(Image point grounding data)
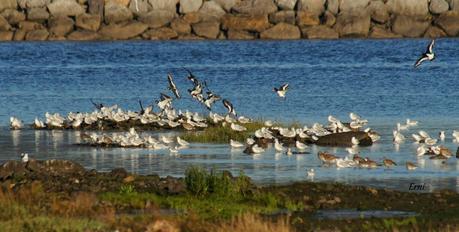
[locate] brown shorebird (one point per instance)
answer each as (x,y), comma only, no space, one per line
(410,166)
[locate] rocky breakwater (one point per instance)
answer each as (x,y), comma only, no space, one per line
(226,19)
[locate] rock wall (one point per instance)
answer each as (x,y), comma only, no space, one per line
(226,19)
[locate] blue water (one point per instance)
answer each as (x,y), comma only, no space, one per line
(374,78)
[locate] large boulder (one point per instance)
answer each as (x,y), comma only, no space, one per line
(209,30)
(90,22)
(163,33)
(344,139)
(82,35)
(409,7)
(286,4)
(139,7)
(248,23)
(123,31)
(438,6)
(281,31)
(157,18)
(13,16)
(240,35)
(169,5)
(286,16)
(255,7)
(37,35)
(115,13)
(319,32)
(434,32)
(410,26)
(333,6)
(60,26)
(449,22)
(316,7)
(65,8)
(27,4)
(353,6)
(211,10)
(181,26)
(37,14)
(351,24)
(4,25)
(307,18)
(8,4)
(187,6)
(379,12)
(6,35)
(382,33)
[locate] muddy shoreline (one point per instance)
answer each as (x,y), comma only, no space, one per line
(67,181)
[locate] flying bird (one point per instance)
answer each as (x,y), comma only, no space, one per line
(172,86)
(281,91)
(229,107)
(429,55)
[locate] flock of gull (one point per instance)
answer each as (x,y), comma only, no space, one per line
(287,141)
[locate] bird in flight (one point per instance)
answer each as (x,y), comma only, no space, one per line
(428,55)
(172,86)
(281,91)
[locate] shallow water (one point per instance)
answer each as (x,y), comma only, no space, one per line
(374,78)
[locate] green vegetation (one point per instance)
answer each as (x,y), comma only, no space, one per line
(208,197)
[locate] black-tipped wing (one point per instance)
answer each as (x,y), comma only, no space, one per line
(430,47)
(420,60)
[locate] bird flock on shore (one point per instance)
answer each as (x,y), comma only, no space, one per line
(287,141)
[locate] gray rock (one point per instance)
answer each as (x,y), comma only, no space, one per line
(333,6)
(181,26)
(163,33)
(382,33)
(60,26)
(115,13)
(13,16)
(351,24)
(82,35)
(187,6)
(211,10)
(438,6)
(168,5)
(281,31)
(124,31)
(37,35)
(353,6)
(8,4)
(139,7)
(316,7)
(255,7)
(257,23)
(37,14)
(285,16)
(89,22)
(410,26)
(209,30)
(157,18)
(408,7)
(227,4)
(240,35)
(26,4)
(65,8)
(6,35)
(449,22)
(379,11)
(319,32)
(286,4)
(434,32)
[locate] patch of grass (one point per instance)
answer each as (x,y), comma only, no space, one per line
(222,134)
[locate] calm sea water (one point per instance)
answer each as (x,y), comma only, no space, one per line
(374,78)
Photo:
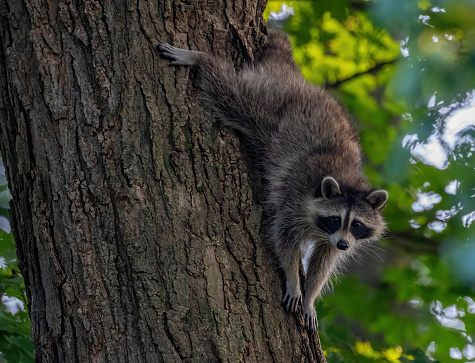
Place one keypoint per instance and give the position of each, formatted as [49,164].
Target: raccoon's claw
[292,302]
[310,320]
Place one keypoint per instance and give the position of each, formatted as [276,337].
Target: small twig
[376,68]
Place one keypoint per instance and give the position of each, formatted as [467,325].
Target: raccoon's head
[348,217]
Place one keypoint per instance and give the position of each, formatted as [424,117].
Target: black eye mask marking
[359,230]
[329,224]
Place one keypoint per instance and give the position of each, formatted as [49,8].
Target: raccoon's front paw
[292,301]
[310,319]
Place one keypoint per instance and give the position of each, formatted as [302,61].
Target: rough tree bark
[137,232]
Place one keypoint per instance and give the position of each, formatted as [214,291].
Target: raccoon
[309,158]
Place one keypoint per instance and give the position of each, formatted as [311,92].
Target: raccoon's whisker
[372,253]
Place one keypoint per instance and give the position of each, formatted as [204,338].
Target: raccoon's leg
[320,267]
[224,92]
[293,294]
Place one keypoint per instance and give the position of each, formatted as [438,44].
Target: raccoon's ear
[330,188]
[377,199]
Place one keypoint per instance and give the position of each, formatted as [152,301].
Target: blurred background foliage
[15,341]
[406,71]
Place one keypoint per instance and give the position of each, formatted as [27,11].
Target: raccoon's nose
[342,245]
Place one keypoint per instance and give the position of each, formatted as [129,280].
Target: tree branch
[376,68]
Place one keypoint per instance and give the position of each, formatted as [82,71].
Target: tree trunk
[137,232]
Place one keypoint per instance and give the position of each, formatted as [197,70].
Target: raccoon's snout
[342,245]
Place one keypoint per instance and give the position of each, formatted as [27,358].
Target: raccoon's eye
[357,224]
[335,220]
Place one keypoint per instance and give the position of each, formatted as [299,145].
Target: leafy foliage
[406,71]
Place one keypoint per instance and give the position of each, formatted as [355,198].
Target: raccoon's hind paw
[310,319]
[292,302]
[178,56]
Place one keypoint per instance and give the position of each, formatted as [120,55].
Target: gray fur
[309,158]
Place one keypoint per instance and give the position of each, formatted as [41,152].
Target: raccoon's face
[346,220]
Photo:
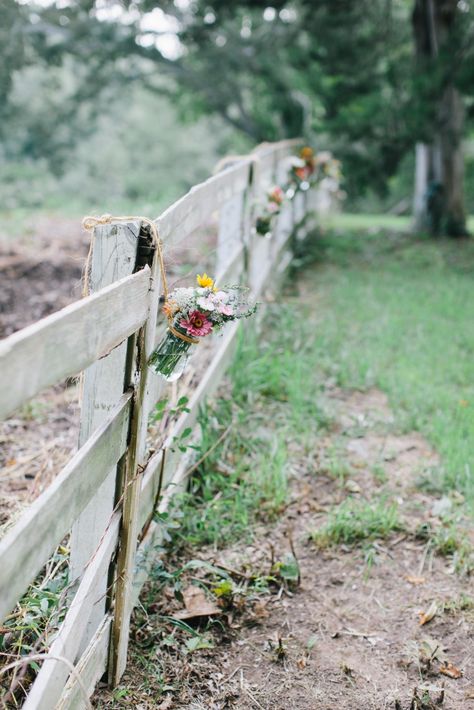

__Task__:
Return the data exactly as it stands, minus the pictures.

__Your solution__:
[locate] brown shorebird (one point per instance)
answer each as (x,y), comma only, no space, one per line
(410,166)
[locate] rocky breakwater (one point per instance)
answer each as (x,y), comma only, no space, one per line
(226,19)
[locate] rock wall (one point per instance)
answer each as (x,y), comma only, no space, one per line
(226,19)
[locate] blue water (one point per instance)
answer each as (x,y), comma only, no space, one per line
(374,78)
[locate] large boulder (one point per instance)
answer each as (x,y), comma only, no space, one per line
(209,30)
(90,22)
(163,33)
(344,139)
(82,35)
(409,7)
(286,4)
(139,7)
(248,23)
(123,31)
(438,6)
(281,31)
(157,18)
(13,16)
(240,35)
(169,5)
(286,16)
(255,7)
(37,35)
(115,13)
(319,32)
(434,32)
(410,26)
(333,6)
(60,26)
(449,22)
(316,7)
(65,8)
(27,4)
(353,6)
(211,10)
(181,26)
(37,14)
(351,24)
(4,25)
(307,18)
(8,4)
(187,6)
(379,12)
(6,35)
(382,33)
[locate] muddy shoreline (one point per instance)
answer each as (x,y), comma only, no space, one per line
(67,181)
[locate] flying bird (one point per instance)
answer each as (x,y), comma only, no space, one per line
(172,86)
(281,91)
(229,107)
(429,55)
[locate] flock of gull (one point per instance)
answer each as (x,y), comma only, no space, one per line
(287,141)
[locate] bird in flight (one point per instance)
answer each as (x,y), comma only, no space, one per line
(428,55)
(172,86)
(281,91)
[locate] shallow water (one point per instance)
answer each as (x,y), comma only, no space, one per line
(374,78)
[locate] green vegetation (one point per instance)
answer each as (x,y), comma only, no space, one per line
(208,197)
[locate] black-tipped wing (one point per instance)
answer each as (x,y), comma only, no space, one per line
(430,47)
(420,60)
[locate] bird flock on shore (one point per instance)
answer each as (x,y), comma only, no space, one per line
(287,141)
[locate] gray rock (one point per instance)
answer each as (x,y), comma only, no space, one per line
(333,6)
(181,26)
(163,33)
(382,33)
(60,26)
(115,13)
(13,16)
(351,24)
(82,35)
(187,6)
(211,10)
(438,6)
(168,5)
(281,31)
(124,31)
(37,35)
(353,6)
(8,4)
(139,7)
(316,7)
(255,7)
(257,23)
(37,14)
(285,16)
(89,22)
(410,26)
(209,30)
(157,18)
(408,7)
(227,4)
(240,35)
(26,4)
(65,8)
(6,35)
(449,22)
(379,11)
(319,32)
(286,4)
(434,32)
[locate] patch of grass (one point per instance)
answer each as (x,y), comma only, no space, one per line
(222,134)
[locate] calm sea water (one point per instance)
answer each as (x,y), comma only, no space, one per line
(374,78)
Photo:
Place one keypoint per instance and give the position of each, formatted as [49,164].
Target: raccoon's claw
[292,302]
[310,320]
Place one keypoint per instance and give the position of each, formatted as [276,337].
Target: small twig
[376,68]
Place one keypoint per instance and give the position of each, formatted as [467,325].
Target: raccoon's head
[348,217]
Place one keypoint per instance and give the position of each, formatted as [424,117].
Target: black eye mask marking
[359,230]
[329,224]
Place one keypoint per instance and give the position of each, formatted as [49,8].
Target: raccoon's front paw
[292,301]
[310,319]
Place one keypoint per instance and give the position of each, formatted as [302,61].
Target: rough tree bark
[137,232]
Place one keypoint per instance and give the position of each, formatted as [214,291].
Target: raccoon
[309,158]
Place one keypoint per instance and give the position of each, formatted as [311,92].
Target: raccoon's whisker
[372,253]
Place one keypoint per instance and give the position of each, formatted as [204,338].
Target: raccoon's leg
[320,267]
[224,92]
[293,294]
Place one keypoint per instance and give the position of each, formatted as [438,44].
Target: raccoon's ear
[330,188]
[377,199]
Place one keypoint per instance and give the position of each, formatted as [152,301].
Target: blurred background foliage
[15,341]
[406,71]
Place one keypoint per instance and give the position of each, formatted as [27,11].
Target: raccoon's nose
[342,245]
Place one keypoint per instance and give the position of each, formatted as [129,280].
Target: tree branch
[376,68]
Place one keypoint per instance and give the position of each, formatted as [82,71].
Target: tree trunk
[137,232]
Place one keypoint per instance and give the position of each, formatted as [197,70].
Target: raccoon's snout
[342,245]
Place one keypoint per instance and give the position of each, formatted as [27,358].
Target: raccoon's eye
[357,224]
[335,220]
Place one keypoint per instance and give the position of each, formatted as [299,145].
Target: leafy foliage
[406,71]
Place one keypoint per instance and give the position of each, formatted as [355,198].
Target: raccoon's hind paw
[310,319]
[292,302]
[178,56]
Place one keypoint per instance and give the position of each, formatted as [120,55].
Target: gray fur
[309,158]
Place one keypoint per instance and give the position of each, formatted as [41,152].
Target: raccoon's face
[346,220]
Photo:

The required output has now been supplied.